Task 1.
Please return, word for word, the lines of the records starting at the beginning of the records and ending at the line that contains "box: [139, 336, 148, 377]", with both ends included. Leave the pictures out of your answer.

Page text.
# Aging: Cabinet vs. Dress Box



## dayplanner (Dec 11, 1997)

I've seen multiple posts suggesting that cabinets age cigars better than dress boxes; specifically that cigars aged in dress boxes - although benefiting from the age - can lose a little something in the process compared to the same cigar aged in a cabinet.

Is this the general consensus?

If so, is the reason that the construction of the cabinet allows less air to circulate? 

If I acquire a dress box, can I simply transfer the cigars to a used cabinet box of appropriate size to get the same benefit?

Tim


----------



## vic_c (Sep 7, 2005)

According to the "MRN bible" they do age differently ..I believe the slide top cabs definitely age in a different way because far less air gets into them.
I don't see why you would be able to move cigars from a dress box to a cab for aging. As long as they are the same size and the box is full the air circulation should be the same. Although, when you buy cabinet selections they are supposed to contain "better" cigars from the manufacturer.

Data for this task.
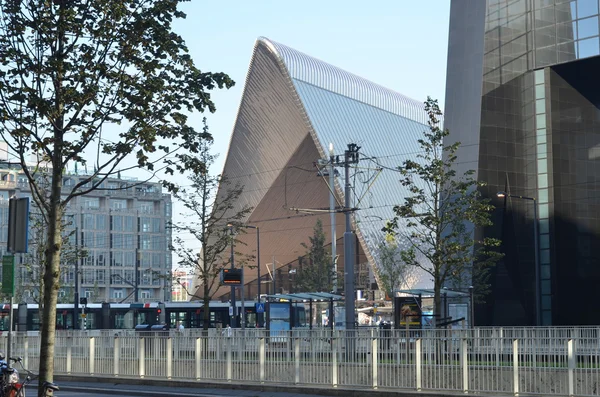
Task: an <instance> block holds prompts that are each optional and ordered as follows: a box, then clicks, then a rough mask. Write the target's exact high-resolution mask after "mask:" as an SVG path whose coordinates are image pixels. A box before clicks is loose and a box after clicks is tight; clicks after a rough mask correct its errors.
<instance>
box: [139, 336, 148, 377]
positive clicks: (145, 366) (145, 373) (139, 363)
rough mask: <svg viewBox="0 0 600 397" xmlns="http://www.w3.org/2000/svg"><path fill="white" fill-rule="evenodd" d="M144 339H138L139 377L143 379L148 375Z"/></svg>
mask: <svg viewBox="0 0 600 397" xmlns="http://www.w3.org/2000/svg"><path fill="white" fill-rule="evenodd" d="M144 343H145V341H144V338H143V337H142V338H139V339H138V375H139V376H140V378H143V377H144V376H145V375H146V351H145V350H144V348H145V346H144Z"/></svg>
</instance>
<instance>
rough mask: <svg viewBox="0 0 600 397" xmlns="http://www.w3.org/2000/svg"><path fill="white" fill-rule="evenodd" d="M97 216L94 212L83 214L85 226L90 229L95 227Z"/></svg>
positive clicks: (83, 220) (93, 228) (92, 228)
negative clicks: (95, 220)
mask: <svg viewBox="0 0 600 397" xmlns="http://www.w3.org/2000/svg"><path fill="white" fill-rule="evenodd" d="M95 226H96V225H95V217H94V215H93V214H83V228H84V229H88V230H93V229H95Z"/></svg>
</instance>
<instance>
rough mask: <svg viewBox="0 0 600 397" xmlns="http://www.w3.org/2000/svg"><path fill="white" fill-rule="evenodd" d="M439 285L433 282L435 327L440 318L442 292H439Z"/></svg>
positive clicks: (441, 304) (441, 309) (441, 310)
mask: <svg viewBox="0 0 600 397" xmlns="http://www.w3.org/2000/svg"><path fill="white" fill-rule="evenodd" d="M440 290H441V285H439V283H434V286H433V310H434V312H433V324H434V327H435V328H437V326H438V324H439V323H441V319H442V294H441V293H440Z"/></svg>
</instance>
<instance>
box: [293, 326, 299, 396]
mask: <svg viewBox="0 0 600 397" xmlns="http://www.w3.org/2000/svg"><path fill="white" fill-rule="evenodd" d="M294 367H295V372H296V374H295V377H294V383H295V384H298V383H300V338H297V337H296V338H294Z"/></svg>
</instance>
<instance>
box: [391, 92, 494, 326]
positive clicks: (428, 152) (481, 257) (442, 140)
mask: <svg viewBox="0 0 600 397" xmlns="http://www.w3.org/2000/svg"><path fill="white" fill-rule="evenodd" d="M425 110H426V112H427V114H428V116H429V121H428V125H429V129H428V130H426V131H425V132H424V134H423V138H422V139H420V140H419V144H420V146H421V151H422V152H421V153H420V154H419V155H418V158H419V160H418V161H413V160H406V161H405V162H404V163H403V164H402V165H400V166H399V167H398V169H399V172H400V175H401V176H402V177H401V180H400V182H401V183H402V185H403V186H404V187H405V188H406V189H407V190H408V191H409V192H410V195H409V196H408V197H406V198H405V199H404V203H402V204H399V205H396V206H395V207H394V211H395V213H396V217H395V218H394V219H393V221H392V222H390V223H389V224H388V225H387V226H386V227H385V228H384V231H388V232H391V233H398V234H399V237H400V238H403V239H404V240H405V241H407V242H408V243H409V244H410V245H409V247H408V248H406V249H403V250H402V251H401V258H402V261H403V262H404V263H406V264H407V265H409V266H414V267H416V268H419V269H421V270H422V271H424V272H426V273H428V274H429V275H430V276H431V278H432V281H433V288H434V302H435V315H436V316H437V317H438V318H439V316H440V315H441V289H442V287H443V286H445V285H446V284H451V285H456V286H461V285H462V284H464V282H465V280H467V279H469V280H478V281H479V283H478V284H476V285H474V287H475V289H476V291H480V292H481V291H483V290H485V289H487V278H488V274H489V270H490V268H491V267H492V266H493V265H495V263H496V261H497V260H498V259H500V258H501V257H502V255H501V254H500V253H499V252H498V251H497V247H499V245H500V241H499V240H497V239H492V238H485V239H483V240H478V239H476V237H475V235H474V232H473V227H484V226H489V225H490V224H491V211H492V210H493V208H494V207H493V205H492V204H490V202H489V200H488V199H484V198H482V197H481V192H480V191H479V188H480V187H482V186H484V185H485V183H484V182H482V181H477V180H476V179H475V178H474V176H473V175H474V172H473V171H467V172H465V173H463V174H460V173H458V172H457V167H456V162H457V156H456V152H457V150H458V148H459V146H460V142H457V143H453V144H450V145H445V144H444V138H445V137H447V136H448V134H449V132H448V130H444V129H442V128H441V127H440V121H441V120H440V118H441V116H442V112H441V110H440V109H439V107H438V104H437V101H435V100H433V99H431V98H428V99H427V101H426V102H425ZM399 222H402V223H401V224H400V223H399Z"/></svg>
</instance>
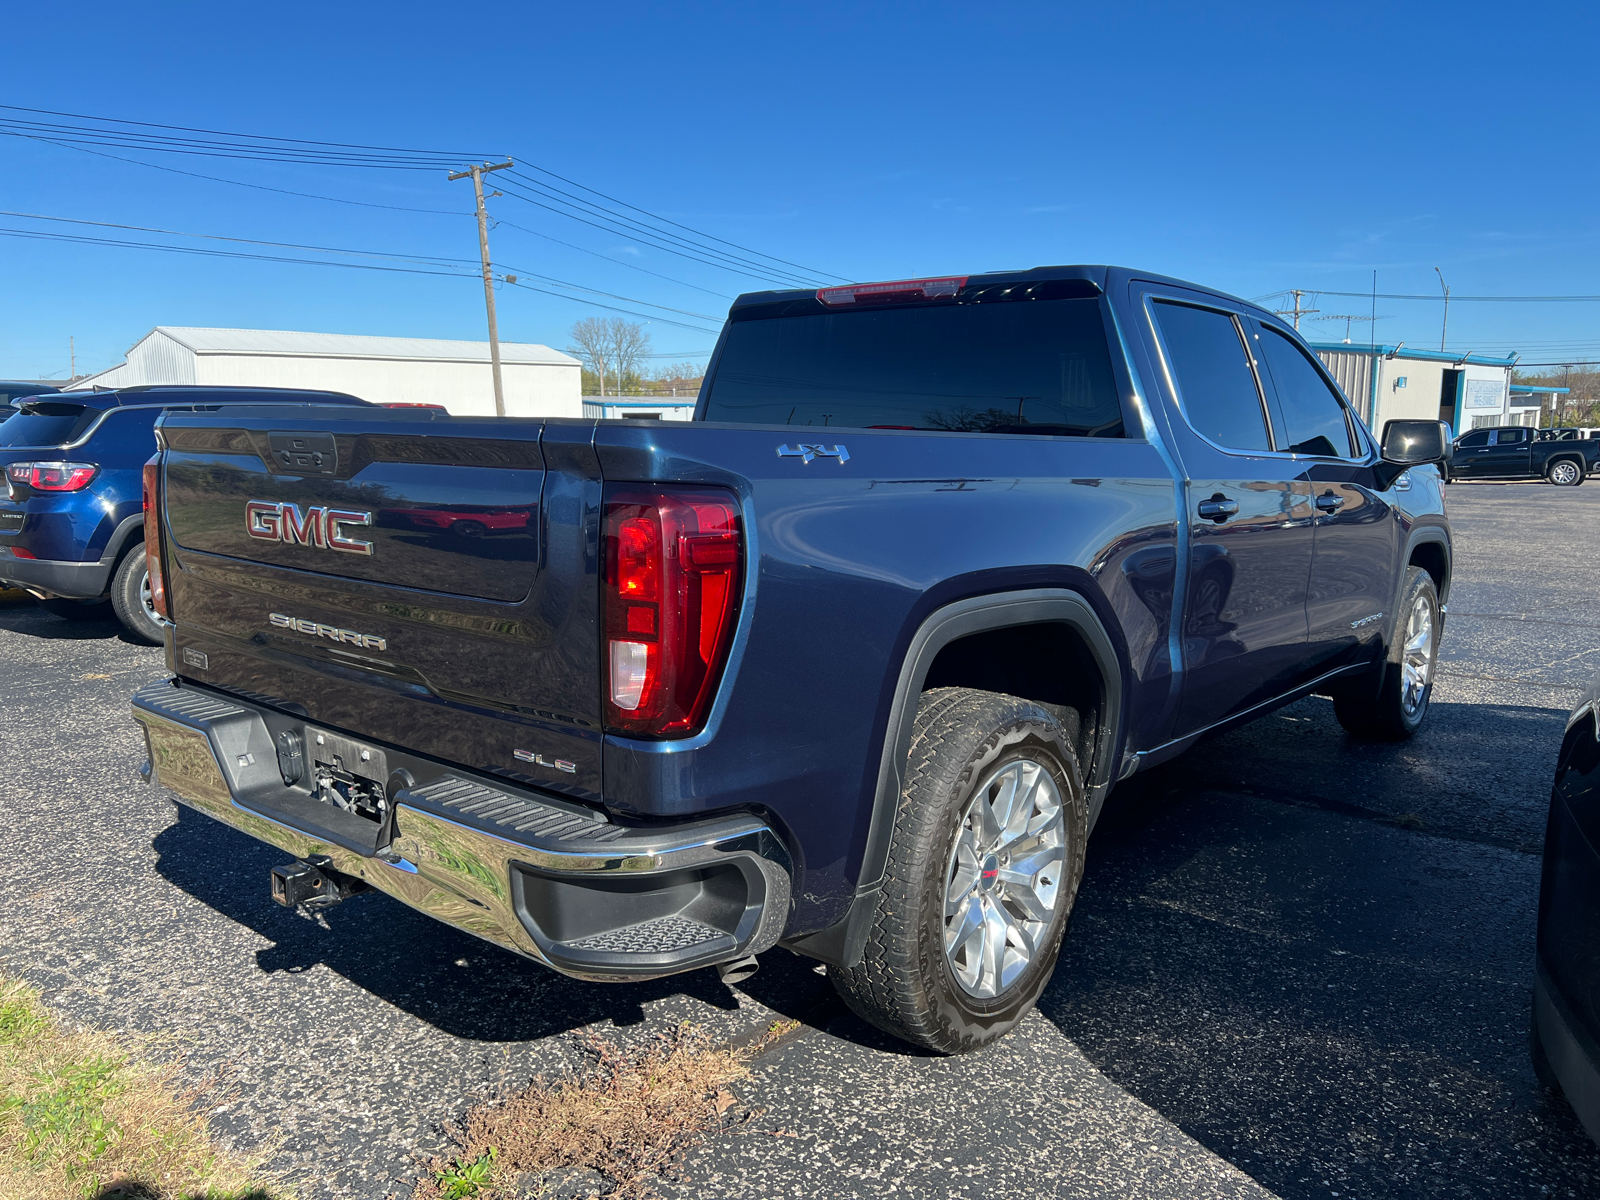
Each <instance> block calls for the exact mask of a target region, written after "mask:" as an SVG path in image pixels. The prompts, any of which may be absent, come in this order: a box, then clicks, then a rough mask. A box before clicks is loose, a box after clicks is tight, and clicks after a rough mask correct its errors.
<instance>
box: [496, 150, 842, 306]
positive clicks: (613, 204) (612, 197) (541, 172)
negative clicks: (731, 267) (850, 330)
mask: <svg viewBox="0 0 1600 1200" xmlns="http://www.w3.org/2000/svg"><path fill="white" fill-rule="evenodd" d="M528 166H530V168H531V170H534V171H538V173H539V174H547V176H550V178H552V179H560V181H562V182H563V184H568V186H571V187H581V189H582V190H586V192H589V194H590V195H598V197H600V198H602V200H610V202H611V203H613V205H622V208H632V210H634V211H635V213H643V214H645V216H648V218H651V219H654V221H666V222H667V224H669V226H677V227H678V229H683V230H686V232H690V234H696V235H698V237H709V238H710V240H712V242H722V245H725V246H733V248H734V250H742V251H746V253H749V254H758V256H760V258H770V259H773V262H781V264H784V266H786V267H795V269H798V270H805V272H810V274H813V275H827V277H829V278H837V280H843V282H845V283H848V282H850V280H846V278H845V277H843V275H835V274H832V272H829V270H818V269H816V267H802V266H800V264H798V262H790V261H789V259H784V258H776V256H773V254H766V253H763V251H760V250H750V248H749V246H741V245H739V243H738V242H728V240H725V238H720V237H717V235H715V234H707V232H704V230H699V229H693V227H690V226H685V224H680V222H677V221H674V219H670V218H666V216H659V214H658V213H651V211H648V210H645V208H640V206H638V205H630V203H627V202H626V200H618V198H616V197H614V195H606V194H605V192H597V190H595V189H592V187H586V186H584V184H581V182H578V181H574V179H568V178H566V176H562V174H557V173H555V171H552V170H549V168H546V166H538V165H536V163H528ZM512 174H518V171H512Z"/></svg>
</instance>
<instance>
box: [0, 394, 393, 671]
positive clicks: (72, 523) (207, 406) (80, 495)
mask: <svg viewBox="0 0 1600 1200" xmlns="http://www.w3.org/2000/svg"><path fill="white" fill-rule="evenodd" d="M240 402H254V403H262V402H278V403H285V405H294V403H299V405H365V403H366V402H365V400H357V398H355V397H352V395H344V394H341V392H317V390H293V389H277V387H123V389H120V390H107V392H59V394H56V395H48V397H34V398H24V400H21V405H19V413H18V416H14V418H11V419H10V421H6V422H5V424H3V426H0V469H3V470H5V482H6V491H5V494H3V496H0V586H10V587H21V589H26V590H29V592H30V594H32V595H34V597H37V598H38V603H40V606H42V608H45V610H46V611H50V613H54V614H56V616H61V618H66V619H69V621H86V619H101V618H106V616H110V614H112V613H115V616H117V619H118V621H122V624H123V627H125V629H126V630H128V634H130V635H131V637H134V638H139V640H141V642H146V643H150V645H160V643H162V622H160V619H158V618H157V614H155V610H154V606H152V603H150V597H149V590H150V589H149V573H147V570H146V552H144V499H142V480H141V470H142V467H144V462H146V461H147V459H149V458H150V454H154V453H155V434H154V427H155V419H157V418H158V416H160V414H162V413H163V411H166V410H168V408H202V410H216V408H218V406H222V405H237V403H240Z"/></svg>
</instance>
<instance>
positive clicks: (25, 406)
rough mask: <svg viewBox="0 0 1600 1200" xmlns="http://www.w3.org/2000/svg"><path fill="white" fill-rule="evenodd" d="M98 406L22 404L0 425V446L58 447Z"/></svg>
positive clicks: (75, 432) (85, 426)
mask: <svg viewBox="0 0 1600 1200" xmlns="http://www.w3.org/2000/svg"><path fill="white" fill-rule="evenodd" d="M96 416H99V410H98V408H88V406H85V405H69V403H59V402H53V400H42V402H38V403H32V405H26V406H24V408H22V411H19V413H18V414H16V416H13V418H11V419H10V421H6V422H5V424H0V446H59V445H66V443H67V442H72V440H75V438H77V437H78V435H80V434H82V432H83V430H85V429H88V427H90V424H91V422H93V421H94V418H96Z"/></svg>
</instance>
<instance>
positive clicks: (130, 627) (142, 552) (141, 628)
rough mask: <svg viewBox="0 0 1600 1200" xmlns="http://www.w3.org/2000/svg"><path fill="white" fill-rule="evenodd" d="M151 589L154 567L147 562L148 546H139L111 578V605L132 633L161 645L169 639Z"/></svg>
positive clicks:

Task 2.
In the cigar aging thread, why does vic_c believe slide-top cabinets age cigars differently? Answer in one to three sentences.

Written solution 1.
Task: an <instance> block holds prompts that are each optional and ordered as follows: a box, then clicks, then a rough mask. Write the target's exact high-resolution mask after "mask:" as an SVG path whose coordinates are image pixels. A box before clicks is loose and a box after clicks is tight; clicks after a rough mask correct its errors.
<instance>
box: [139, 336, 148, 377]

Written solution 2.
vic_c believes slide-top cabinets age cigars in a different way because far less air gets into them.